= Exercise task =
Omit the images. Copy each entry word for word.

-- BEGIN --

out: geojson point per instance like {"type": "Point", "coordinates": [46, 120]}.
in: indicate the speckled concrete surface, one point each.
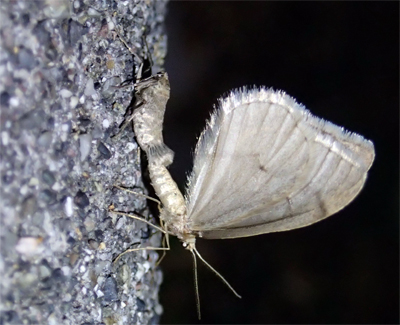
{"type": "Point", "coordinates": [61, 67]}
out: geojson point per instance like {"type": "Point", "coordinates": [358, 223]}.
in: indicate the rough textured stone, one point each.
{"type": "Point", "coordinates": [61, 69]}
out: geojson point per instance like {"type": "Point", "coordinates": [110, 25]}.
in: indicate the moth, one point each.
{"type": "Point", "coordinates": [262, 164]}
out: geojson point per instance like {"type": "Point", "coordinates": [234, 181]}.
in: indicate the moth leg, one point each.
{"type": "Point", "coordinates": [141, 249]}
{"type": "Point", "coordinates": [139, 194]}
{"type": "Point", "coordinates": [165, 241]}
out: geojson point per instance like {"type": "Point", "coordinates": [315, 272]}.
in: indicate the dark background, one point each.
{"type": "Point", "coordinates": [341, 60]}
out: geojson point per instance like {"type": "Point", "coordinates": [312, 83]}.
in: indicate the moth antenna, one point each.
{"type": "Point", "coordinates": [196, 282]}
{"type": "Point", "coordinates": [216, 272]}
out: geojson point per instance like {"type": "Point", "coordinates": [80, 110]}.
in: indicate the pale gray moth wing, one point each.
{"type": "Point", "coordinates": [265, 164]}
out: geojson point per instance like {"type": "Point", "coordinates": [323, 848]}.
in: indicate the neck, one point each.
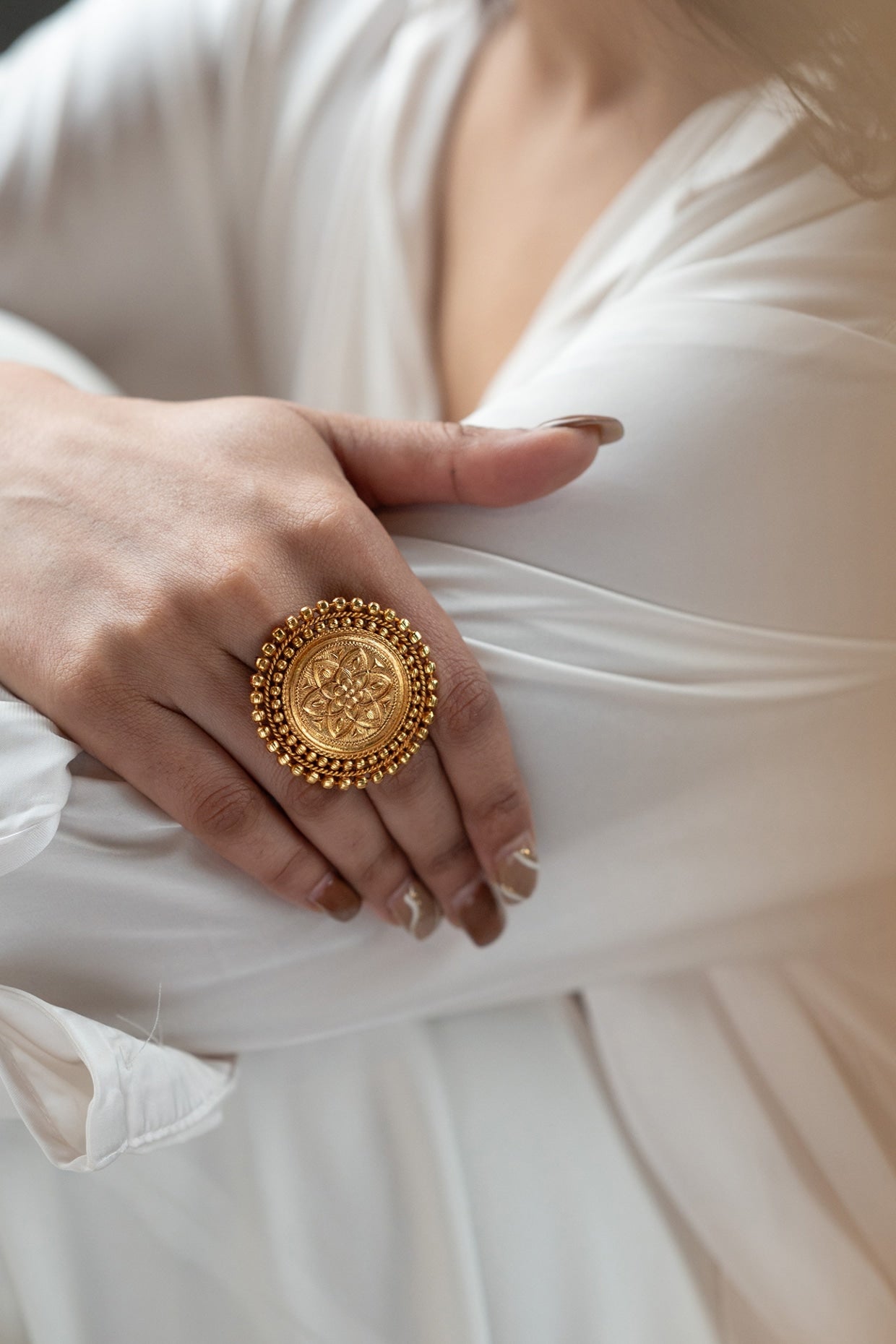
{"type": "Point", "coordinates": [608, 51]}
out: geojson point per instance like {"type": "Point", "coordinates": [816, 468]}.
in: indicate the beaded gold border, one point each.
{"type": "Point", "coordinates": [285, 647]}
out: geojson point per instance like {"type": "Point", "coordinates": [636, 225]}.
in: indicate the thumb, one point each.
{"type": "Point", "coordinates": [436, 462]}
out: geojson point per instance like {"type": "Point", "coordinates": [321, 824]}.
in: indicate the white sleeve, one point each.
{"type": "Point", "coordinates": [708, 731]}
{"type": "Point", "coordinates": [121, 171]}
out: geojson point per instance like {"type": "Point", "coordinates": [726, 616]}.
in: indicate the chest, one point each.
{"type": "Point", "coordinates": [522, 182]}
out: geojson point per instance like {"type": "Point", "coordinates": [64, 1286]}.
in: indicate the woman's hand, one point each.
{"type": "Point", "coordinates": [147, 551]}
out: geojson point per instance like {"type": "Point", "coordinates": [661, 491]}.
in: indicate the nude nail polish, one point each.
{"type": "Point", "coordinates": [608, 426]}
{"type": "Point", "coordinates": [332, 897]}
{"type": "Point", "coordinates": [414, 909]}
{"type": "Point", "coordinates": [516, 871]}
{"type": "Point", "coordinates": [477, 910]}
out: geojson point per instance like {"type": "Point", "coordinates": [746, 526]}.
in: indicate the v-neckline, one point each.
{"type": "Point", "coordinates": [696, 134]}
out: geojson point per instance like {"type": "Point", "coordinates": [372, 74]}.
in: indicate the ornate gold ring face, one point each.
{"type": "Point", "coordinates": [344, 692]}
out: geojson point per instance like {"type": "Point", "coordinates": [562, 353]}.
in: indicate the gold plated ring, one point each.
{"type": "Point", "coordinates": [344, 692]}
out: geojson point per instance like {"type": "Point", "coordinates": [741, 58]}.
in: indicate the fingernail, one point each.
{"type": "Point", "coordinates": [516, 871]}
{"type": "Point", "coordinates": [477, 910]}
{"type": "Point", "coordinates": [608, 426]}
{"type": "Point", "coordinates": [335, 898]}
{"type": "Point", "coordinates": [414, 909]}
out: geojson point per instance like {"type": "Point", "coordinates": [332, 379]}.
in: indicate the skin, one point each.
{"type": "Point", "coordinates": [148, 548]}
{"type": "Point", "coordinates": [566, 101]}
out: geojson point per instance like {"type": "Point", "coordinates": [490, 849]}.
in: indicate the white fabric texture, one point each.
{"type": "Point", "coordinates": [696, 650]}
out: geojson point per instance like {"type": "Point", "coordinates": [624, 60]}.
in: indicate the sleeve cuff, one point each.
{"type": "Point", "coordinates": [89, 1093]}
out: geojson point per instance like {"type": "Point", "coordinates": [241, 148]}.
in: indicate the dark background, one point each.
{"type": "Point", "coordinates": [17, 15]}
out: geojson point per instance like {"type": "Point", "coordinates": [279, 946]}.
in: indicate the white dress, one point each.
{"type": "Point", "coordinates": [661, 1109]}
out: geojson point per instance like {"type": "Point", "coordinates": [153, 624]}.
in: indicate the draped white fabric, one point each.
{"type": "Point", "coordinates": [696, 650]}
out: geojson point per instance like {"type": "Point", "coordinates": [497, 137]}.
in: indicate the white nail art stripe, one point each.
{"type": "Point", "coordinates": [508, 895]}
{"type": "Point", "coordinates": [525, 858]}
{"type": "Point", "coordinates": [411, 900]}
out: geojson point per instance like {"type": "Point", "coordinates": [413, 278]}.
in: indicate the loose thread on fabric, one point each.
{"type": "Point", "coordinates": [153, 1028]}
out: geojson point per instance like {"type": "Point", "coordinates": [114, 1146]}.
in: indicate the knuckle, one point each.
{"type": "Point", "coordinates": [226, 811]}
{"type": "Point", "coordinates": [298, 873]}
{"type": "Point", "coordinates": [378, 873]}
{"type": "Point", "coordinates": [501, 803]}
{"type": "Point", "coordinates": [469, 705]}
{"type": "Point", "coordinates": [449, 858]}
{"type": "Point", "coordinates": [308, 801]}
{"type": "Point", "coordinates": [92, 683]}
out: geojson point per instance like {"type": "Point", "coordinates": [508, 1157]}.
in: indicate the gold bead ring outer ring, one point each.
{"type": "Point", "coordinates": [344, 692]}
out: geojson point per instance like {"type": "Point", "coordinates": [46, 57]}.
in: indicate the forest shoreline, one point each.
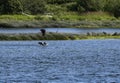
{"type": "Point", "coordinates": [61, 24]}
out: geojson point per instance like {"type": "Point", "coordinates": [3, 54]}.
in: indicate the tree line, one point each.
{"type": "Point", "coordinates": [39, 6]}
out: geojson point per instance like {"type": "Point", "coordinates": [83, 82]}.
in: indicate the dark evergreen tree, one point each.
{"type": "Point", "coordinates": [10, 7]}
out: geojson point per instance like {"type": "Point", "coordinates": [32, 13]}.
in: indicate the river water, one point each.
{"type": "Point", "coordinates": [59, 30]}
{"type": "Point", "coordinates": [77, 61]}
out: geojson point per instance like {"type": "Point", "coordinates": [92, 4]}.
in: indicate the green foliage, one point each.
{"type": "Point", "coordinates": [34, 7]}
{"type": "Point", "coordinates": [90, 5]}
{"type": "Point", "coordinates": [10, 7]}
{"type": "Point", "coordinates": [59, 1]}
{"type": "Point", "coordinates": [117, 11]}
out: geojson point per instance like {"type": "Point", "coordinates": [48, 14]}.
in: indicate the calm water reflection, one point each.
{"type": "Point", "coordinates": [59, 30]}
{"type": "Point", "coordinates": [83, 61]}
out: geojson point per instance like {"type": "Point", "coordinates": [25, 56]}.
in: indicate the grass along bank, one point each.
{"type": "Point", "coordinates": [64, 19]}
{"type": "Point", "coordinates": [58, 36]}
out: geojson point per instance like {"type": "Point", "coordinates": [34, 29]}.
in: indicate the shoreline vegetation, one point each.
{"type": "Point", "coordinates": [57, 36]}
{"type": "Point", "coordinates": [66, 20]}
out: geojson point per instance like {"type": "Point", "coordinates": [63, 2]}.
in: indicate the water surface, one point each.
{"type": "Point", "coordinates": [59, 30]}
{"type": "Point", "coordinates": [82, 61]}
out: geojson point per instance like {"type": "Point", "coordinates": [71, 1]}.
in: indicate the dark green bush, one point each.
{"type": "Point", "coordinates": [10, 7]}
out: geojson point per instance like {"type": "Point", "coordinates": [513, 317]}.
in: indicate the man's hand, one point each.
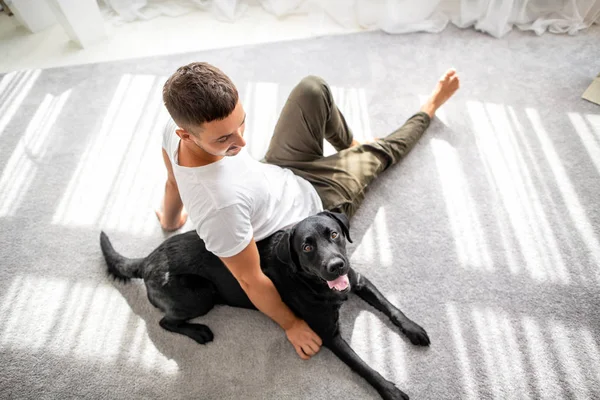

-- END --

= Solution for this exercise =
out: geojson point per instance like {"type": "Point", "coordinates": [46, 120]}.
in: indicate the speckled concrete surface, one point each.
{"type": "Point", "coordinates": [61, 67]}
out: geojson point per instance like {"type": "Point", "coordinates": [358, 223]}.
in: indicate the rough textured stone, one point each.
{"type": "Point", "coordinates": [61, 69]}
out: geojson point per instance like {"type": "Point", "coordinates": [110, 25]}.
in: indicate the moth, one point each.
{"type": "Point", "coordinates": [262, 164]}
out: geojson point per instance like {"type": "Point", "coordinates": [234, 181]}.
in: indicate the moth leg, one point each.
{"type": "Point", "coordinates": [141, 249]}
{"type": "Point", "coordinates": [139, 194]}
{"type": "Point", "coordinates": [165, 241]}
out: geojson point per instance like {"type": "Point", "coordinates": [315, 272]}.
in: indicate the dark background, one point each.
{"type": "Point", "coordinates": [341, 60]}
out: geojson point per instance like {"type": "Point", "coordinates": [312, 83]}.
in: indicate the moth antenna, one point each.
{"type": "Point", "coordinates": [196, 282]}
{"type": "Point", "coordinates": [216, 272]}
out: geojson point per instance like {"type": "Point", "coordinates": [80, 110]}.
in: indicate the pale gray moth wing, one point each.
{"type": "Point", "coordinates": [265, 164]}
out: geojson point per instance like {"type": "Point", "coordinates": [323, 848]}.
in: indicate the neck, one point each.
{"type": "Point", "coordinates": [608, 51]}
out: geojson point per instance like {"type": "Point", "coordinates": [816, 468]}.
in: indicate the beaded gold border, one point each.
{"type": "Point", "coordinates": [285, 647]}
out: geojson point per instance like {"type": "Point", "coordinates": [636, 225]}.
in: indicate the thumb, one point each.
{"type": "Point", "coordinates": [436, 462]}
out: geojson point per instance like {"type": "Point", "coordinates": [321, 824]}.
in: indicate the white sleeve, one point each.
{"type": "Point", "coordinates": [708, 731]}
{"type": "Point", "coordinates": [121, 171]}
out: geojson point per instance like {"type": "Point", "coordinates": [726, 616]}.
in: indicate the chest, one point each.
{"type": "Point", "coordinates": [522, 182]}
out: geojson point per instance like {"type": "Point", "coordinates": [64, 1286]}.
in: indicate the woman's hand, one point each.
{"type": "Point", "coordinates": [147, 551]}
out: geojson point per instance like {"type": "Point", "coordinates": [661, 491]}.
in: indicate the nude nail polish, one point each.
{"type": "Point", "coordinates": [608, 426]}
{"type": "Point", "coordinates": [332, 897]}
{"type": "Point", "coordinates": [414, 909]}
{"type": "Point", "coordinates": [516, 871]}
{"type": "Point", "coordinates": [477, 910]}
out: geojson point per instance like {"type": "Point", "coordinates": [746, 526]}.
in: indicate the v-neckline, one point each.
{"type": "Point", "coordinates": [696, 134]}
out: geojson point per instance like {"type": "Point", "coordinates": [372, 74]}.
in: indicate the ornate gold ring face, one point each.
{"type": "Point", "coordinates": [344, 692]}
out: geojson point per instance like {"type": "Point", "coordinates": [562, 353]}.
in: indicate the gold plated ring, one point each.
{"type": "Point", "coordinates": [344, 692]}
out: geojson point per instance like {"type": "Point", "coordinates": [741, 58]}.
in: indicate the fingernail, one point each.
{"type": "Point", "coordinates": [516, 871]}
{"type": "Point", "coordinates": [477, 910]}
{"type": "Point", "coordinates": [608, 426]}
{"type": "Point", "coordinates": [335, 898]}
{"type": "Point", "coordinates": [414, 909]}
out: geojson point per instance like {"type": "Point", "coordinates": [332, 379]}.
in: indicate the skin, one point each.
{"type": "Point", "coordinates": [148, 548]}
{"type": "Point", "coordinates": [566, 101]}
out: geojson point per instance like {"type": "Point", "coordinates": [490, 849]}.
in: indicate the white fabric texture, one point each.
{"type": "Point", "coordinates": [696, 650]}
out: geojson point per instance like {"type": "Point", "coordinates": [624, 60]}.
in: indicate the sleeve cuff, one point each.
{"type": "Point", "coordinates": [89, 1093]}
out: geojson point per instance like {"type": "Point", "coordinates": [241, 148]}.
in: indicate the dark background, one point each.
{"type": "Point", "coordinates": [17, 15]}
out: geojson point per instance like {"type": "Point", "coordinates": [279, 946]}.
in: indicate the white dress, one point each.
{"type": "Point", "coordinates": [661, 1109]}
out: geojson point per instance like {"type": "Point", "coordinates": [153, 624]}.
in: indicate the draped white fabric, one point each.
{"type": "Point", "coordinates": [696, 650]}
out: geojson point per instance like {"type": "Point", "coordinates": [497, 137]}.
in: indicate the white nail art stripe, one point each.
{"type": "Point", "coordinates": [508, 895]}
{"type": "Point", "coordinates": [525, 858]}
{"type": "Point", "coordinates": [411, 900]}
out: geojson point per instance like {"type": "Point", "coordinates": [413, 278]}.
in: indicate the loose thread on fabric, one point each.
{"type": "Point", "coordinates": [153, 1028]}
out: geojson point per instance like {"type": "Point", "coordinates": [114, 1146]}.
in: indicate the knuckle, one point each.
{"type": "Point", "coordinates": [226, 811]}
{"type": "Point", "coordinates": [298, 873]}
{"type": "Point", "coordinates": [378, 873]}
{"type": "Point", "coordinates": [501, 803]}
{"type": "Point", "coordinates": [469, 705]}
{"type": "Point", "coordinates": [449, 858]}
{"type": "Point", "coordinates": [308, 801]}
{"type": "Point", "coordinates": [92, 683]}
out: geojson point per instance like {"type": "Point", "coordinates": [508, 1157]}.
in: indicate the gold bead ring outer ring, one point each.
{"type": "Point", "coordinates": [344, 692]}
out: geojson point per instance like {"type": "Point", "coordinates": [46, 57]}.
in: indicate the forest shoreline, one point each.
{"type": "Point", "coordinates": [61, 24]}
out: geojson point per instance like {"type": "Point", "coordinates": [3, 54]}.
in: indicate the tree line, one point each.
{"type": "Point", "coordinates": [39, 6]}
out: geojson point per instance like {"type": "Point", "coordinates": [83, 82]}.
in: indicate the dark evergreen tree, one point each.
{"type": "Point", "coordinates": [10, 7]}
out: geojson point per instance like {"type": "Point", "coordinates": [32, 13]}.
in: indicate the river water, one point each.
{"type": "Point", "coordinates": [59, 30]}
{"type": "Point", "coordinates": [77, 61]}
out: geojson point per instance like {"type": "Point", "coordinates": [92, 4]}.
in: indicate the green foliage, one point each.
{"type": "Point", "coordinates": [34, 7]}
{"type": "Point", "coordinates": [90, 5]}
{"type": "Point", "coordinates": [10, 7]}
{"type": "Point", "coordinates": [59, 1]}
{"type": "Point", "coordinates": [117, 11]}
out: geojson point per instance like {"type": "Point", "coordinates": [48, 14]}.
in: indicate the calm water reflection, one point each.
{"type": "Point", "coordinates": [59, 30]}
{"type": "Point", "coordinates": [83, 61]}
out: geojson point per instance like {"type": "Point", "coordinates": [25, 56]}.
in: indicate the grass along bank, one point each.
{"type": "Point", "coordinates": [64, 19]}
{"type": "Point", "coordinates": [58, 36]}
out: geojson point per instance like {"type": "Point", "coordinates": [34, 29]}.
in: indicate the shoreline vegetation, one point each.
{"type": "Point", "coordinates": [57, 36]}
{"type": "Point", "coordinates": [66, 20]}
out: geojson point per instance like {"type": "Point", "coordinates": [63, 2]}.
in: indicate the water surface, one point each.
{"type": "Point", "coordinates": [59, 30]}
{"type": "Point", "coordinates": [82, 61]}
out: geojson point per instance like {"type": "Point", "coordinates": [71, 1]}.
in: indicate the dark green bush, one point each.
{"type": "Point", "coordinates": [10, 7]}
out: geojson point per instance like {"type": "Point", "coordinates": [513, 317]}.
in: indicate the man's hand, one point each.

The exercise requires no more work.